**What you have to do**
Make an exact copy of the records, with the pictures left out.

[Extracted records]
-- Opening Marker --

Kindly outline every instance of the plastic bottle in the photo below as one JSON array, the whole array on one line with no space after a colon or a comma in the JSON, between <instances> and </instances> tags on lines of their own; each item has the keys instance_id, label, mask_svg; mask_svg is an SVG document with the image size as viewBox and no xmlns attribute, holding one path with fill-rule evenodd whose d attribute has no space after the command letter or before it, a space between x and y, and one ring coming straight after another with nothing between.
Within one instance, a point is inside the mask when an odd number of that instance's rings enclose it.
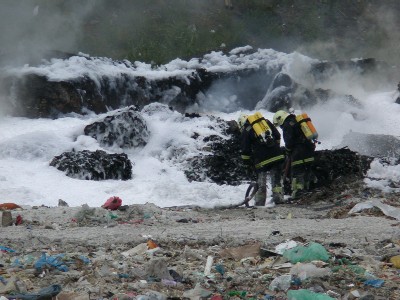
<instances>
[{"instance_id":1,"label":"plastic bottle","mask_svg":"<svg viewBox=\"0 0 400 300\"><path fill-rule=\"evenodd\" d=\"M211 274L211 267L212 267L213 261L214 261L214 257L212 257L210 255L207 256L207 262L206 262L206 266L204 268L204 275L205 276L208 276L208 275Z\"/></svg>"}]
</instances>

-- Closing Marker --

**Answer to this problem**
Kindly outline every instance of the plastic bottle in the photo below as one JSON array, the whole array on one line with no space after a colon or a comma in the JSON, between <instances> and </instances> tags on lines of their own; each item has the keys instance_id, label, mask_svg; mask_svg is an SVG document with the image size as viewBox and no xmlns attribute, holding one path with fill-rule evenodd whose d attribute has no space after the command letter or before it, a space between x and y, and one ring coming straight after another with nothing between.
Within one instance, a point is inside the mask when an odd number of that instance's rings enclose it.
<instances>
[{"instance_id":1,"label":"plastic bottle","mask_svg":"<svg viewBox=\"0 0 400 300\"><path fill-rule=\"evenodd\" d=\"M211 274L211 267L212 267L213 261L214 261L214 257L212 257L210 255L207 256L207 262L206 262L206 266L204 268L204 275L205 276L208 276L208 275Z\"/></svg>"}]
</instances>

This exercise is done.